[start Raw records]
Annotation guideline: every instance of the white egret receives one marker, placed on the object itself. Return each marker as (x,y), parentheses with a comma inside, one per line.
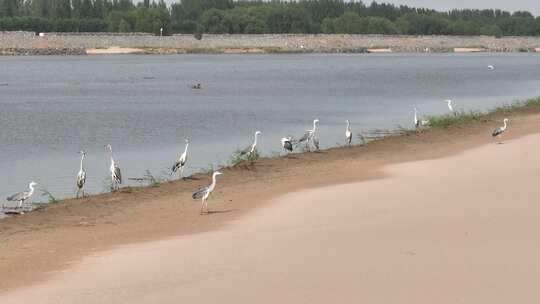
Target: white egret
(181,162)
(500,130)
(81,176)
(348,133)
(116,175)
(204,192)
(251,149)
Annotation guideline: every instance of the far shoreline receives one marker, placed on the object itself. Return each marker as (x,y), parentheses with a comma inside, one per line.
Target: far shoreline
(21,43)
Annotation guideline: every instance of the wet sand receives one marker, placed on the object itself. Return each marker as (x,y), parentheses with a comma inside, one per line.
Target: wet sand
(407,225)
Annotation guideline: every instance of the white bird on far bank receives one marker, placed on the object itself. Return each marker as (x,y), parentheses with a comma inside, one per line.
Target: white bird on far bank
(418,122)
(500,130)
(286,143)
(251,149)
(21,197)
(181,162)
(348,133)
(116,174)
(81,176)
(204,192)
(450,107)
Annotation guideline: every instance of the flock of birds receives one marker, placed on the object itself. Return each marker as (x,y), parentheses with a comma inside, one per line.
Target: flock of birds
(310,138)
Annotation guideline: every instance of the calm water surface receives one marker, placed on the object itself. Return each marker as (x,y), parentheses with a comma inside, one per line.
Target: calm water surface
(52,107)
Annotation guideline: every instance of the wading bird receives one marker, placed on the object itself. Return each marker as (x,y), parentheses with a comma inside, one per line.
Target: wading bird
(81,176)
(181,162)
(348,133)
(311,136)
(21,197)
(449,102)
(418,122)
(251,149)
(204,192)
(500,130)
(286,143)
(116,175)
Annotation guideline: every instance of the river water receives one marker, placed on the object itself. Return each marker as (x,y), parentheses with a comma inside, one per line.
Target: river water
(52,107)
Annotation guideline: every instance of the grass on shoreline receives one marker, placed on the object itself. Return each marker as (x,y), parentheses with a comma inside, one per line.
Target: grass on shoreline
(447,120)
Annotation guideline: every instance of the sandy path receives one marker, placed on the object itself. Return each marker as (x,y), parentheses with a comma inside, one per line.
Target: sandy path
(461,229)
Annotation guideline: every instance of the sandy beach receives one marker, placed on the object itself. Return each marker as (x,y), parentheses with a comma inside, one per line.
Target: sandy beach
(446,216)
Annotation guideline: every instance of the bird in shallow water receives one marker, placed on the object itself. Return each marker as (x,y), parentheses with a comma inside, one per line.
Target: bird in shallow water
(116,174)
(204,192)
(286,143)
(450,107)
(23,196)
(81,176)
(500,130)
(348,133)
(179,165)
(253,148)
(311,136)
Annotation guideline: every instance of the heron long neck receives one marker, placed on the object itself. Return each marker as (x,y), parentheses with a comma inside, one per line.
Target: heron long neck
(82,158)
(255,141)
(213,184)
(31,189)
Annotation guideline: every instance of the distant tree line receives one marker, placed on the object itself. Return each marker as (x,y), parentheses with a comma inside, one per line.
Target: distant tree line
(250,17)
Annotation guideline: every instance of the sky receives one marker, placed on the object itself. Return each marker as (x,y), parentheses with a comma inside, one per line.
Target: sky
(532,6)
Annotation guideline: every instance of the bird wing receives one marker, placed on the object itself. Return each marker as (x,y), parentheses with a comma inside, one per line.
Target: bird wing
(305,136)
(175,166)
(316,143)
(16,197)
(81,178)
(118,174)
(246,150)
(496,132)
(199,193)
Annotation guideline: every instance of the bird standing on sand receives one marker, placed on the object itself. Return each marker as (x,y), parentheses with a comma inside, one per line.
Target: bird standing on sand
(311,136)
(181,162)
(348,133)
(418,122)
(286,143)
(116,175)
(500,130)
(449,102)
(251,149)
(81,176)
(21,197)
(204,192)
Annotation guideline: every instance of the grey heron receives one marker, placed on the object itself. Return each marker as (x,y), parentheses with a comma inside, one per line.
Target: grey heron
(500,130)
(251,149)
(418,122)
(116,175)
(81,176)
(311,136)
(449,103)
(286,143)
(204,192)
(181,162)
(21,197)
(348,133)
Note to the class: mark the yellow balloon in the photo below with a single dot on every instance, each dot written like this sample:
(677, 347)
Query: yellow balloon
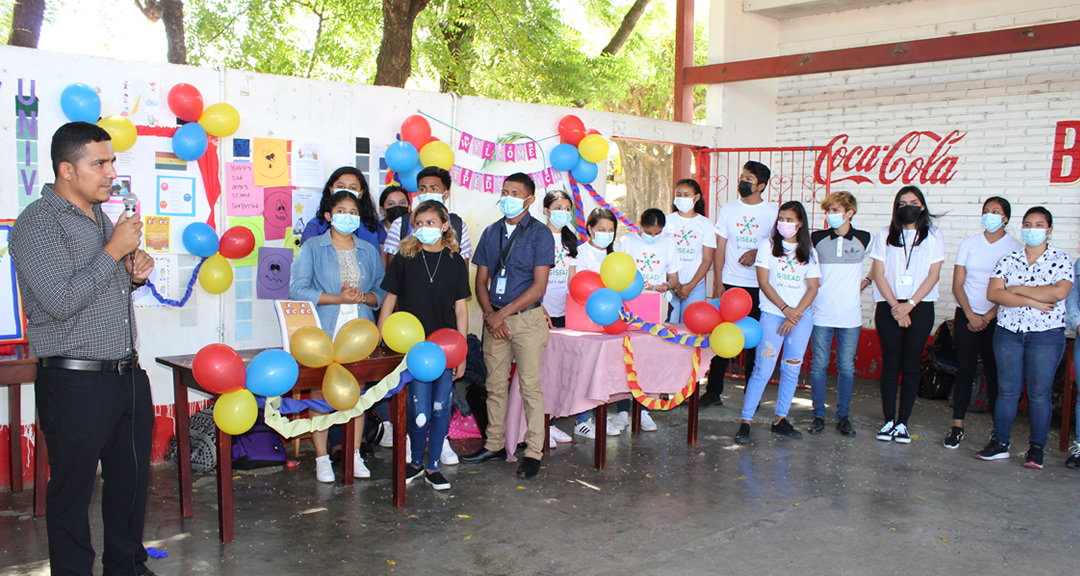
(122, 131)
(355, 340)
(401, 331)
(726, 340)
(593, 148)
(618, 270)
(215, 275)
(234, 412)
(436, 153)
(340, 388)
(311, 347)
(220, 119)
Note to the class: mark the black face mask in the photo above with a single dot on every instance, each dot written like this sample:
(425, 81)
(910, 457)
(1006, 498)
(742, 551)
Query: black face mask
(908, 214)
(745, 188)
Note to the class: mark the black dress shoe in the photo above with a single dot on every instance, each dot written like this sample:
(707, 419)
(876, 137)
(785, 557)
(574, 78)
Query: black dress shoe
(485, 455)
(529, 468)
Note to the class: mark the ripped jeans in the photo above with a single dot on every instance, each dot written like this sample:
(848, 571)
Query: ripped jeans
(429, 418)
(792, 348)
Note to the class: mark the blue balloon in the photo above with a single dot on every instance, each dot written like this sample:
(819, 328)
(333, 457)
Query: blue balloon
(634, 290)
(426, 361)
(752, 332)
(189, 143)
(603, 306)
(200, 239)
(564, 157)
(584, 172)
(272, 373)
(402, 156)
(81, 103)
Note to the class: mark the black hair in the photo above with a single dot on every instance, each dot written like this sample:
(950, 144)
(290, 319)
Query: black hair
(368, 215)
(569, 238)
(921, 225)
(802, 243)
(521, 177)
(759, 171)
(440, 173)
(699, 206)
(70, 141)
(653, 216)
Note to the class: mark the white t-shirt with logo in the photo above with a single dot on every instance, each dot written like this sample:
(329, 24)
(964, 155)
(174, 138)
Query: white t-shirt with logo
(787, 276)
(554, 298)
(979, 258)
(691, 236)
(745, 227)
(653, 260)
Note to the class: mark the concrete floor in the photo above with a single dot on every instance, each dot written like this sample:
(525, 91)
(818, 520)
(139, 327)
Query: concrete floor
(823, 505)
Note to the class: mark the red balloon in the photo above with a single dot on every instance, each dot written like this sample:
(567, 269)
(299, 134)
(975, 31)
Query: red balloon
(237, 242)
(701, 318)
(416, 131)
(186, 102)
(454, 346)
(218, 369)
(583, 284)
(734, 305)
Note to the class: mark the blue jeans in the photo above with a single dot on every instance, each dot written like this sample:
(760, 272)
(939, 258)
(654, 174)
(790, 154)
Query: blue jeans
(821, 344)
(793, 347)
(429, 418)
(1030, 357)
(678, 306)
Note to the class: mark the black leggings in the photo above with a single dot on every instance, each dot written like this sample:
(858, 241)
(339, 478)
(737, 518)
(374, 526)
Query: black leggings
(902, 357)
(971, 346)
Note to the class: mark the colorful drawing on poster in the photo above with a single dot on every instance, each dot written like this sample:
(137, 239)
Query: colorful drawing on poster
(176, 196)
(256, 226)
(271, 276)
(277, 212)
(156, 233)
(242, 198)
(270, 159)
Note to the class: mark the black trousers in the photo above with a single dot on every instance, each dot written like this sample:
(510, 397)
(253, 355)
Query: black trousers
(90, 417)
(718, 366)
(902, 357)
(971, 346)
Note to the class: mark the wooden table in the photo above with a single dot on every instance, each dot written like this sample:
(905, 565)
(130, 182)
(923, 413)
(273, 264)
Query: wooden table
(375, 367)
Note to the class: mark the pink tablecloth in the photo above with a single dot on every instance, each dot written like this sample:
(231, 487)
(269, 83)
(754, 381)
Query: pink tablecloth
(582, 370)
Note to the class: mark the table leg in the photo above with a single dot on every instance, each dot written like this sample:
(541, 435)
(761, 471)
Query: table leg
(225, 485)
(183, 443)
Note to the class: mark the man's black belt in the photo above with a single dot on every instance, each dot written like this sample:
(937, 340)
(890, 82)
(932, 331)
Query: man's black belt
(118, 366)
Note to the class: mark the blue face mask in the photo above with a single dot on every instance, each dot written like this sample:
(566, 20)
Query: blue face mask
(346, 223)
(1034, 237)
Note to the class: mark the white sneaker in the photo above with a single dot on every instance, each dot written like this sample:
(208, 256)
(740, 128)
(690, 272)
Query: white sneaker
(559, 436)
(388, 434)
(647, 424)
(359, 469)
(324, 470)
(448, 456)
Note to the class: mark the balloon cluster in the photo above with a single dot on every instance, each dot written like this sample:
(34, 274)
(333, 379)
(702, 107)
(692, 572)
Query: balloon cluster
(580, 151)
(416, 150)
(218, 369)
(215, 276)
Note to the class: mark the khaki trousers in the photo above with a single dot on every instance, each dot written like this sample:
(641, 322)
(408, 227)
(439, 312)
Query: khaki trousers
(528, 337)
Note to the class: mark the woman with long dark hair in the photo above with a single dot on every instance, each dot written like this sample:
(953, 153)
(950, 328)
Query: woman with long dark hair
(907, 257)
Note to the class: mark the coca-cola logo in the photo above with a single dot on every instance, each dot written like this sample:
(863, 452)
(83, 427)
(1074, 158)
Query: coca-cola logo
(905, 161)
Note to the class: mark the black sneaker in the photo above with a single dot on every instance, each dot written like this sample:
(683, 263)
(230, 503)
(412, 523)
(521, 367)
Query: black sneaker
(1034, 457)
(742, 437)
(954, 438)
(784, 428)
(994, 451)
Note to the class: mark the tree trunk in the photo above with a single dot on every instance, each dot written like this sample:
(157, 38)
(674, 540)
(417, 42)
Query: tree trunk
(394, 63)
(26, 23)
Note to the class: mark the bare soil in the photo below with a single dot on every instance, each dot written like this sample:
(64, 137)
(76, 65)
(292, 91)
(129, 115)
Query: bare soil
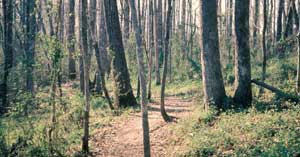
(123, 137)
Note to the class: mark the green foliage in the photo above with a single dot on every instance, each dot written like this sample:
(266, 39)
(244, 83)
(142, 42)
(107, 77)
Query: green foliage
(249, 133)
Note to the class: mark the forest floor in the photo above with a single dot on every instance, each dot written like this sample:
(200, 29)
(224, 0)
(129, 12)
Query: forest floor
(124, 137)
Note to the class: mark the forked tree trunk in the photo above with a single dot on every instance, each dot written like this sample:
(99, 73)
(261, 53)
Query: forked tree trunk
(142, 79)
(213, 86)
(120, 71)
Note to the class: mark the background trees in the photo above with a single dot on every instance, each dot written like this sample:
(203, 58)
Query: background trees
(119, 65)
(213, 86)
(46, 44)
(243, 94)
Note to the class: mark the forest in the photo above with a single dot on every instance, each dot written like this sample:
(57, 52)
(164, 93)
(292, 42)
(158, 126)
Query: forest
(87, 78)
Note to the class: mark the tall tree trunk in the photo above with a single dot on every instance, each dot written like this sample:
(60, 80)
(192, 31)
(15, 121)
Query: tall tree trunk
(289, 24)
(8, 51)
(85, 54)
(71, 40)
(157, 38)
(213, 86)
(243, 92)
(165, 63)
(126, 24)
(100, 49)
(119, 65)
(142, 79)
(298, 67)
(150, 44)
(279, 19)
(30, 49)
(229, 28)
(264, 45)
(183, 32)
(256, 22)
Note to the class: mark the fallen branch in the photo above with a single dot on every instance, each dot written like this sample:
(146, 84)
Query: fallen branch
(277, 91)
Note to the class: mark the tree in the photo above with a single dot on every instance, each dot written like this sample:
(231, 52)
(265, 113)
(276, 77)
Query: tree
(142, 79)
(298, 67)
(243, 92)
(157, 38)
(30, 35)
(256, 22)
(100, 49)
(126, 24)
(165, 63)
(150, 44)
(183, 32)
(264, 45)
(213, 86)
(8, 51)
(71, 40)
(84, 33)
(279, 19)
(119, 66)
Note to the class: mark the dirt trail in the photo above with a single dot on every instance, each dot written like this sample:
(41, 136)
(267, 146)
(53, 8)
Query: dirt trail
(123, 138)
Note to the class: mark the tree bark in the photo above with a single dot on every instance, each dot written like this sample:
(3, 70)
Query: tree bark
(150, 45)
(30, 50)
(8, 51)
(256, 22)
(157, 38)
(243, 93)
(126, 24)
(279, 19)
(183, 32)
(84, 33)
(165, 63)
(119, 65)
(71, 40)
(142, 79)
(298, 67)
(213, 86)
(264, 45)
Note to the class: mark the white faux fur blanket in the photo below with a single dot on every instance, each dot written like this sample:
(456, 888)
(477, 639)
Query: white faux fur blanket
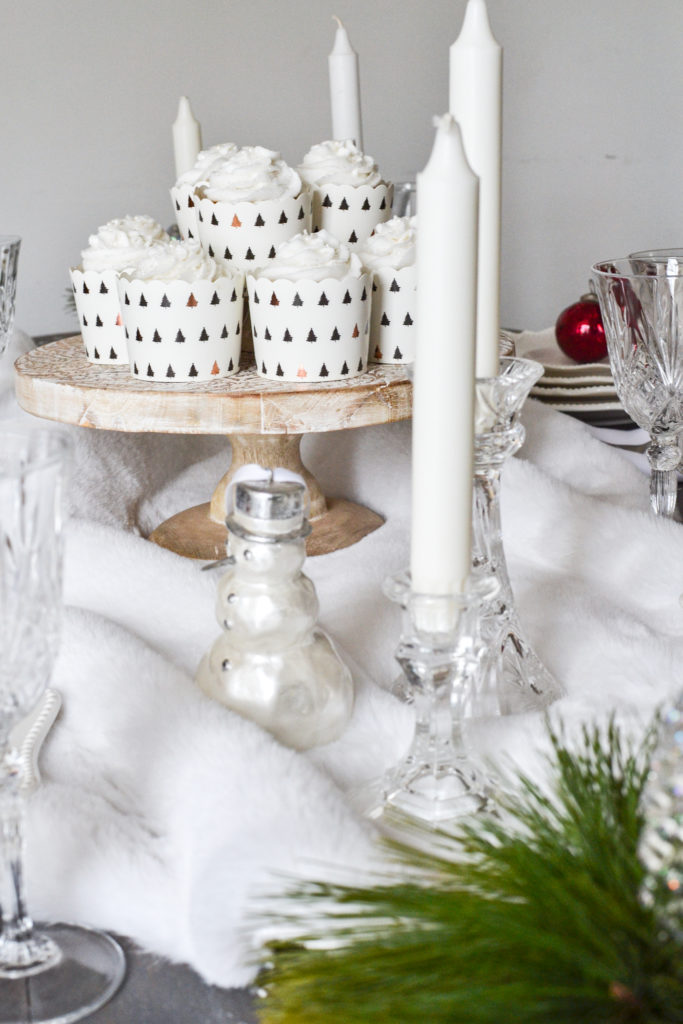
(162, 813)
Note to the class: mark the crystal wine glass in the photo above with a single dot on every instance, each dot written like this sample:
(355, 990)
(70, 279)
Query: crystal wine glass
(641, 301)
(51, 973)
(9, 256)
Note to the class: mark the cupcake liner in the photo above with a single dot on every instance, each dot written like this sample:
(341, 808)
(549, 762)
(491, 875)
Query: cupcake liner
(184, 206)
(310, 331)
(392, 324)
(351, 212)
(182, 331)
(98, 310)
(246, 235)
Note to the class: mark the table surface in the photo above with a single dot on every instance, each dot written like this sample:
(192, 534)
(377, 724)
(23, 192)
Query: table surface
(57, 382)
(158, 992)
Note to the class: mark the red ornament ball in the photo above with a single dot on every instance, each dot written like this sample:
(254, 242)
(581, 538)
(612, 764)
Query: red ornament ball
(580, 332)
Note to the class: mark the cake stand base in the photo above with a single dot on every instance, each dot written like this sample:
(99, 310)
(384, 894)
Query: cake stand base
(263, 422)
(195, 535)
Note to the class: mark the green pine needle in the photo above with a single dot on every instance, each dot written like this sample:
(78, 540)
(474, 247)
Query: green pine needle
(534, 919)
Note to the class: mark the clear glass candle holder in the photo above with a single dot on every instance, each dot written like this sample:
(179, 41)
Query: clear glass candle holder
(641, 302)
(439, 779)
(514, 679)
(9, 257)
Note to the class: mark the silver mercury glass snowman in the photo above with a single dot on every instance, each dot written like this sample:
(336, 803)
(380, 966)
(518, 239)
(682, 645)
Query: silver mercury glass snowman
(271, 664)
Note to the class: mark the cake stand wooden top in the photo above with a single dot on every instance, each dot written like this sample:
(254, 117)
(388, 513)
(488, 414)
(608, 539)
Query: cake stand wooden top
(56, 382)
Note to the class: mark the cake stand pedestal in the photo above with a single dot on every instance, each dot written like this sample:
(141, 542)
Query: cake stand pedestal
(263, 420)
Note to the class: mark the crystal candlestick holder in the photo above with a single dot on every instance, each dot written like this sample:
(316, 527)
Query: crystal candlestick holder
(514, 679)
(438, 780)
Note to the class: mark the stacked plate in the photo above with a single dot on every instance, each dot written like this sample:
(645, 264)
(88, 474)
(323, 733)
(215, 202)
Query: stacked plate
(585, 390)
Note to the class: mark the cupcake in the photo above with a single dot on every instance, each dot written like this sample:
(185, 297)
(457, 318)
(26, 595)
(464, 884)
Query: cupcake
(182, 314)
(248, 205)
(310, 311)
(389, 254)
(116, 246)
(182, 193)
(349, 197)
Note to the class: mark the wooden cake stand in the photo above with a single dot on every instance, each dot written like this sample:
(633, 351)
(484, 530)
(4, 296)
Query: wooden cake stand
(264, 421)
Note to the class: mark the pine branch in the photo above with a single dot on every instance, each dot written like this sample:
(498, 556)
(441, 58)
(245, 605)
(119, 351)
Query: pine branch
(541, 923)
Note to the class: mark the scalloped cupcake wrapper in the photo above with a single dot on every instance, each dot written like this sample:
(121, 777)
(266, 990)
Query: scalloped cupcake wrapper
(351, 212)
(184, 207)
(392, 330)
(246, 235)
(309, 331)
(182, 331)
(99, 315)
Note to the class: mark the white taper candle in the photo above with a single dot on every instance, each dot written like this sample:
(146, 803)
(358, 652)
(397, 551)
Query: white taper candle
(345, 89)
(476, 103)
(186, 137)
(443, 379)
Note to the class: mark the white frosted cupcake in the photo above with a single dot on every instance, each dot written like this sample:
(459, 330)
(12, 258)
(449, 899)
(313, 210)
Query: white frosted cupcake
(116, 246)
(182, 315)
(389, 253)
(349, 196)
(248, 205)
(310, 311)
(182, 193)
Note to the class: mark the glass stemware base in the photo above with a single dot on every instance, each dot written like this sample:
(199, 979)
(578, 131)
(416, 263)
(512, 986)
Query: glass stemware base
(83, 970)
(514, 679)
(438, 780)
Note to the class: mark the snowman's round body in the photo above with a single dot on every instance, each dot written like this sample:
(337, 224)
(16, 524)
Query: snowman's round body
(271, 664)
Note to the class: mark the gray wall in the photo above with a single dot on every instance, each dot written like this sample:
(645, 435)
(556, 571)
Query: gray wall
(593, 112)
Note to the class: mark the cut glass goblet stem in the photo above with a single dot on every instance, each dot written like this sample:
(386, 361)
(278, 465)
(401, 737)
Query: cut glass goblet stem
(664, 455)
(514, 679)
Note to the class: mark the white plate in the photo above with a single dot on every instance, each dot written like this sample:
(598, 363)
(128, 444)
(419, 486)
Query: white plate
(547, 392)
(543, 347)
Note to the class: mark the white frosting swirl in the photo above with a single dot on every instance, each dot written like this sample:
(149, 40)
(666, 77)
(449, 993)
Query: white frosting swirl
(207, 161)
(311, 257)
(173, 261)
(120, 243)
(338, 163)
(392, 244)
(251, 174)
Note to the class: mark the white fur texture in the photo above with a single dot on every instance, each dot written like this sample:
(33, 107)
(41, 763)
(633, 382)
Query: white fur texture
(162, 815)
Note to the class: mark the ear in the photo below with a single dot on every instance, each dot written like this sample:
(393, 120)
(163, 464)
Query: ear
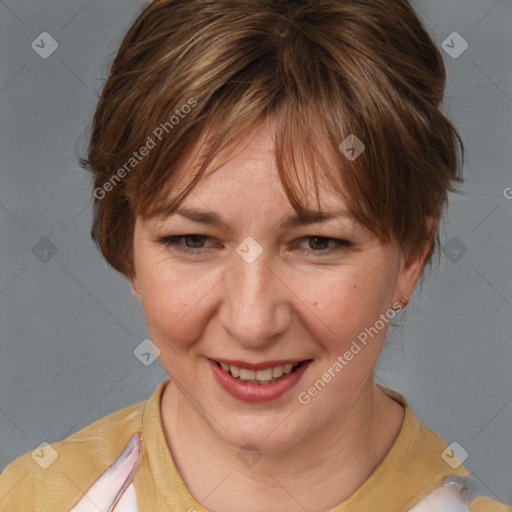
(135, 287)
(412, 260)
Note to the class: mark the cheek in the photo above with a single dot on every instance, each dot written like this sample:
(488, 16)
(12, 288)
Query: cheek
(175, 304)
(344, 305)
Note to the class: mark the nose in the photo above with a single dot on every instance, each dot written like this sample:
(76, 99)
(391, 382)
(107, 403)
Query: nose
(256, 303)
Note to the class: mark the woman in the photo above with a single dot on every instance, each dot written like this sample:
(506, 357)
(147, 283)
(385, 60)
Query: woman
(269, 175)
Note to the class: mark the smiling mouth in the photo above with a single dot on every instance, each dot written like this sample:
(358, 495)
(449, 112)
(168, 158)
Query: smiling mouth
(263, 376)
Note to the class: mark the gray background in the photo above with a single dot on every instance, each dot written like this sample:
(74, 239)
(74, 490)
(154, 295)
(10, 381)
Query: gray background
(70, 325)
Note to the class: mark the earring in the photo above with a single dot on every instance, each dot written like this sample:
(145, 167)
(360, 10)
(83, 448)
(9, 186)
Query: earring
(405, 300)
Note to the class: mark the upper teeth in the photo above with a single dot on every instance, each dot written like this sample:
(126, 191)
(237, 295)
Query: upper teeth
(261, 375)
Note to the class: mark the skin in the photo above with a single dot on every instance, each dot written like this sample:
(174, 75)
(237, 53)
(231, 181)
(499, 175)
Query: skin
(288, 303)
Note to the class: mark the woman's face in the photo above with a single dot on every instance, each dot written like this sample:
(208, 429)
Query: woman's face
(258, 292)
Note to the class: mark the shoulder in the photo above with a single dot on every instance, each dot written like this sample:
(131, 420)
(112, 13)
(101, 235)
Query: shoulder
(488, 505)
(66, 468)
(420, 455)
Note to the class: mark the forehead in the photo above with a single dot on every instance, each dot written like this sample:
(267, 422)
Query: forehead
(248, 167)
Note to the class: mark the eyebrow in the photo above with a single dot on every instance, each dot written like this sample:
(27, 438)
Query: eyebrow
(214, 219)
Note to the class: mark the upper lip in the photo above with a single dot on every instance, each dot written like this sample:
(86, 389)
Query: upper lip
(259, 366)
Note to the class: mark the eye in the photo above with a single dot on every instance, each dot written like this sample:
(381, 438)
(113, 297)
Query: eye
(174, 242)
(194, 244)
(319, 244)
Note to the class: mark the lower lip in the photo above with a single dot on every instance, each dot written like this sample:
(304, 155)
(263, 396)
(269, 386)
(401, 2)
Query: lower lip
(250, 392)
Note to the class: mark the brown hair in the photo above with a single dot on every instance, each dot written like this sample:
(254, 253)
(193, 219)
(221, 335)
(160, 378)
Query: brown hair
(325, 69)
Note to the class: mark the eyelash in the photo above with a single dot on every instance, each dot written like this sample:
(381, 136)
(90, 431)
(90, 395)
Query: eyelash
(173, 243)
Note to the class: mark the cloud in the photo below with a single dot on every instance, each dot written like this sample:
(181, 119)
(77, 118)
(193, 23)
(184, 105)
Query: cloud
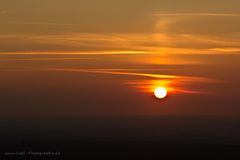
[end Raw records]
Objective: Rewrite the rows from the line containing "Note to the class: mark the cloud" through the end of the rows, replacing "dot" with "point" and changing nothing else. Omit the pictures from the output.

Exercise answer:
Note to the class: mark the cloud in the photo below with a single point on every instance, each point written like this sample:
(181, 119)
(77, 118)
(193, 23)
(184, 105)
Query: cloud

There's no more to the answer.